_TASK TO COMPLETE_
Please turn the entries below, everything from the line containing "Can you find the carved" down to the line containing "[1242, 543]", both lines included, into a two-column CSV headed entry and answer. Give one row per entry, with its text and its answer each in a single quoted field and any line breaks replaced by spaces.

_MATERIAL PROVIDED_
[start]
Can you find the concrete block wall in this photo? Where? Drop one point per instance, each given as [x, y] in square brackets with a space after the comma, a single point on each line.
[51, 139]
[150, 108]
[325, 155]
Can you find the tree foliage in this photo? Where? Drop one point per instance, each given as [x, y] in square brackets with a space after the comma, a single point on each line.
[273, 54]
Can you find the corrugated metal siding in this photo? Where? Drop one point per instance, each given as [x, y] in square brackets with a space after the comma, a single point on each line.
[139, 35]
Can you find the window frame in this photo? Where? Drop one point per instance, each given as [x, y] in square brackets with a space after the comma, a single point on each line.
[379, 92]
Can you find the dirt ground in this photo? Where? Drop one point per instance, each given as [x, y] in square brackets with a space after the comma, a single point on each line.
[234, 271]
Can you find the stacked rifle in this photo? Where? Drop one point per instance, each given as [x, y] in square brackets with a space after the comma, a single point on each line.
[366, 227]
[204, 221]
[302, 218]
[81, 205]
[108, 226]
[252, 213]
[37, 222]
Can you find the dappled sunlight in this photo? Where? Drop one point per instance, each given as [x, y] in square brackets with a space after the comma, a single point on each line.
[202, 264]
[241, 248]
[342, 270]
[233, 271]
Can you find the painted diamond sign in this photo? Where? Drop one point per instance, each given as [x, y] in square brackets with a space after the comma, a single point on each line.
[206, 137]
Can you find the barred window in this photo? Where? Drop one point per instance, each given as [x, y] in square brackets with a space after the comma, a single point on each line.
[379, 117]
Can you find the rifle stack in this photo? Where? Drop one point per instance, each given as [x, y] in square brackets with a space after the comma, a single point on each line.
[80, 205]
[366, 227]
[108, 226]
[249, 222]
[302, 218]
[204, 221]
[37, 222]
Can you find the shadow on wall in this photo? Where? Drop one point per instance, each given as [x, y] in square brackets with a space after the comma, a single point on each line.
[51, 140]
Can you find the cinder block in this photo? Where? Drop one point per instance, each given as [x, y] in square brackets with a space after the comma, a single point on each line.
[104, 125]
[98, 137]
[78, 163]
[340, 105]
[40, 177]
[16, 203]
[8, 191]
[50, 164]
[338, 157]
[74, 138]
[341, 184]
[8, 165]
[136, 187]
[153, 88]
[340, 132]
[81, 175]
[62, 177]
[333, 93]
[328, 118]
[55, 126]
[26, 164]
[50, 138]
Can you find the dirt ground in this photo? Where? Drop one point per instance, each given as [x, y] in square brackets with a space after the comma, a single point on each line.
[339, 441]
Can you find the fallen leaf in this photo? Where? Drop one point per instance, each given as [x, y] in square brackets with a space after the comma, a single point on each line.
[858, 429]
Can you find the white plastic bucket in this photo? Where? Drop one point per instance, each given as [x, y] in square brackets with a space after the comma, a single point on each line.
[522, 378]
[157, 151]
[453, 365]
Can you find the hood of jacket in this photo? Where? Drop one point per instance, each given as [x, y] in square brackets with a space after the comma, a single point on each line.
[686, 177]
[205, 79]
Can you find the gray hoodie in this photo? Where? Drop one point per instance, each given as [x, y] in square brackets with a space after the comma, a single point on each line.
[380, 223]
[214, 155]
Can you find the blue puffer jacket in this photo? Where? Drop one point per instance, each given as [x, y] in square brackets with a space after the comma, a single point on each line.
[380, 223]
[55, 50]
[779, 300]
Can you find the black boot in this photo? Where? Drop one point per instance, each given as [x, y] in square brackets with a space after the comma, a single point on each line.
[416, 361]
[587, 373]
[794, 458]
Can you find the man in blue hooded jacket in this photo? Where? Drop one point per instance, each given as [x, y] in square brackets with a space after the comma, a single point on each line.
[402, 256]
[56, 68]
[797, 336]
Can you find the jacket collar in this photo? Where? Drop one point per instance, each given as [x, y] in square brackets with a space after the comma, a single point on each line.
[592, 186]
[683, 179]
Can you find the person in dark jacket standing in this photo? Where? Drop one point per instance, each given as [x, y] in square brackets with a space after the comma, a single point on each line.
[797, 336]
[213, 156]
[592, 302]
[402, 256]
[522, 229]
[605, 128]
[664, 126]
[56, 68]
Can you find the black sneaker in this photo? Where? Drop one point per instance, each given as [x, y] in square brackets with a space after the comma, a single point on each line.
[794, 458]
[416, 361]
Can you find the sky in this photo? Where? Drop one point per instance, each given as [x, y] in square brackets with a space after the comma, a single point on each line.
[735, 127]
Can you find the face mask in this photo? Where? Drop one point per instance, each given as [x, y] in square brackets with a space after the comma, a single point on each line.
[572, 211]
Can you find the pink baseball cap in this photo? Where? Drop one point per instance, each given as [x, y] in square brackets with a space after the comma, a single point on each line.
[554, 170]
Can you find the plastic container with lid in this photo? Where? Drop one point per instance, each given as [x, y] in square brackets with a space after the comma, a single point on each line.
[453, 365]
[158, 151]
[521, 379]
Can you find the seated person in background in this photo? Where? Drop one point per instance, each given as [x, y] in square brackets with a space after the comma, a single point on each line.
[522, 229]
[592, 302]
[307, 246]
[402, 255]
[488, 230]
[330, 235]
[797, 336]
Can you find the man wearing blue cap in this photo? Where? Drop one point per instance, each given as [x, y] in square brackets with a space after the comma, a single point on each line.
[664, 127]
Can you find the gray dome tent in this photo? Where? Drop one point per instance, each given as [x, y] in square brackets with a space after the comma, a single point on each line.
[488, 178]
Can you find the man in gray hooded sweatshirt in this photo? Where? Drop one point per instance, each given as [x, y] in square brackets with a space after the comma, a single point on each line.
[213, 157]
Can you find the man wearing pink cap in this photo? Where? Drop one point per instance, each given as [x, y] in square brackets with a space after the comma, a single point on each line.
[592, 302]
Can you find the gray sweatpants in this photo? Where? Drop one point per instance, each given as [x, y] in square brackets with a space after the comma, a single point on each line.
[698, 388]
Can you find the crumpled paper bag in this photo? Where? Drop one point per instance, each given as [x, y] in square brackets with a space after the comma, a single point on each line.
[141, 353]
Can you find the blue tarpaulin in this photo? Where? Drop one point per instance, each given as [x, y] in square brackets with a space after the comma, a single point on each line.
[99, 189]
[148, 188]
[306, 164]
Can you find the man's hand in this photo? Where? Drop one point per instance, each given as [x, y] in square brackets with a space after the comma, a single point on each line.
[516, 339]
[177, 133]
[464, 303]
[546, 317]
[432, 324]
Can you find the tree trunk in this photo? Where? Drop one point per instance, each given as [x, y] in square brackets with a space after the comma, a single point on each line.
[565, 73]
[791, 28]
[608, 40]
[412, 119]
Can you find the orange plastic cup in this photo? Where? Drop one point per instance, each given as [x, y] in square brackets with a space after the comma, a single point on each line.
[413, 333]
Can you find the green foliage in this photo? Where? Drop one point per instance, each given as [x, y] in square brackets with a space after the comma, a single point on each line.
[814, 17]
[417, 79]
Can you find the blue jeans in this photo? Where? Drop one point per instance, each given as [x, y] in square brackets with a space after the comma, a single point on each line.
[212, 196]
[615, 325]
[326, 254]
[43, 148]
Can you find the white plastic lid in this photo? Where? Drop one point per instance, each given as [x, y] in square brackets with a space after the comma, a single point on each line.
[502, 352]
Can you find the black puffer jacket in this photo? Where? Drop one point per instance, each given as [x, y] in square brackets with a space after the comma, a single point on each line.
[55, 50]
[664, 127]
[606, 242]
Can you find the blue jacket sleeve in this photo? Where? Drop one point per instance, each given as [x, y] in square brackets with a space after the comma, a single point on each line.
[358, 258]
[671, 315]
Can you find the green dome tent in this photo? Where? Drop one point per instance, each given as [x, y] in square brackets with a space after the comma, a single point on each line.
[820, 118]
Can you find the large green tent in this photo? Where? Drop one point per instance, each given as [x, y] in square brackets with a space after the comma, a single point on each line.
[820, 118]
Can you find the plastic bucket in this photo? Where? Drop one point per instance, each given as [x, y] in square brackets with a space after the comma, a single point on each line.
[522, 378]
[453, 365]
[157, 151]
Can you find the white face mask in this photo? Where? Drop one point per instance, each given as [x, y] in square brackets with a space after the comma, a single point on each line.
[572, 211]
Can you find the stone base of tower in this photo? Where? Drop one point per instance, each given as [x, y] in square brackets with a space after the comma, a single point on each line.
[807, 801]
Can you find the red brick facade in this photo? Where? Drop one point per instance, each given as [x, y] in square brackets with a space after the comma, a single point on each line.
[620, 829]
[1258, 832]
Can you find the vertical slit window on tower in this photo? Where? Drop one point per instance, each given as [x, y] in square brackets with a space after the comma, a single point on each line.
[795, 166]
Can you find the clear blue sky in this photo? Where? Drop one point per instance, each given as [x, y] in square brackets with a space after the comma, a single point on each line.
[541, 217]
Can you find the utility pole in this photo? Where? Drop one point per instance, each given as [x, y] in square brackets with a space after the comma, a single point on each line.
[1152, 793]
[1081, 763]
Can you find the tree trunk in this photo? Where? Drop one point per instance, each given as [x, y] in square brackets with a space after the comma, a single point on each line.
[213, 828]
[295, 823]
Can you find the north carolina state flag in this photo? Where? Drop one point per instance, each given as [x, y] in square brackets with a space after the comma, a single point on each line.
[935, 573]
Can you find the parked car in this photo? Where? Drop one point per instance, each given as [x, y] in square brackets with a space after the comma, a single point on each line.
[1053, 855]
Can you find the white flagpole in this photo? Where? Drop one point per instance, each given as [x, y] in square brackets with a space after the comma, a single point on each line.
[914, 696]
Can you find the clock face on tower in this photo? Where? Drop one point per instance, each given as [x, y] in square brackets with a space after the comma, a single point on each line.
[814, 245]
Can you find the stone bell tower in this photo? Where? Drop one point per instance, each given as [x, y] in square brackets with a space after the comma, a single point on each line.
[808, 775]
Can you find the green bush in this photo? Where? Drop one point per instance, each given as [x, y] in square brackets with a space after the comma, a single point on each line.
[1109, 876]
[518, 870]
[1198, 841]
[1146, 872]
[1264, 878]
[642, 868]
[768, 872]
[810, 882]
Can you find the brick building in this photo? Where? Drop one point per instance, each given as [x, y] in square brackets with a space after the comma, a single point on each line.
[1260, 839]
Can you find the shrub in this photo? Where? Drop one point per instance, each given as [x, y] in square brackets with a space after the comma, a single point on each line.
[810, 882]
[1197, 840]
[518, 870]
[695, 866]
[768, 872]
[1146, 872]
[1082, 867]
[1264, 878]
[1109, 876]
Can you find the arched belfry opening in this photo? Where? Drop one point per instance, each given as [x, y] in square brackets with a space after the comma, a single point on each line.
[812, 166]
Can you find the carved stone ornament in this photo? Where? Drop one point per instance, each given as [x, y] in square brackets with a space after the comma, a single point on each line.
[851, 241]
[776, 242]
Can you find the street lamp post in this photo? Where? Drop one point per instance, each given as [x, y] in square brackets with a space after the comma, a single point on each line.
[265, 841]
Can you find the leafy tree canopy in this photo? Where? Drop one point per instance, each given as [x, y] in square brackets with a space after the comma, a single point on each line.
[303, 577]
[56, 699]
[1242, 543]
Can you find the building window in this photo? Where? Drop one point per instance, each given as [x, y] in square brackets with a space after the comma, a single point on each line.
[end]
_EXPECTED OUTPUT_
entry,answer
"Can you find the carved stone ornament in this photo? Where? Drop one point per instance, each given as [x, y] in square brackets with a space after the comma, a single point on each line.","[851, 241] [776, 242]"
"Can you find the street lamp post in this photo? Where? Drop one point per instance, each given as [x, y] in square brackets with a space after the comma, a single point on each line.","[265, 841]"
"Can you find the leafy tree canopy in this photo? Where? Drop one point per instance, each given as [x, y] in square brackets with a space after the comma, a single point on each line.","[303, 577] [56, 699] [1242, 543]"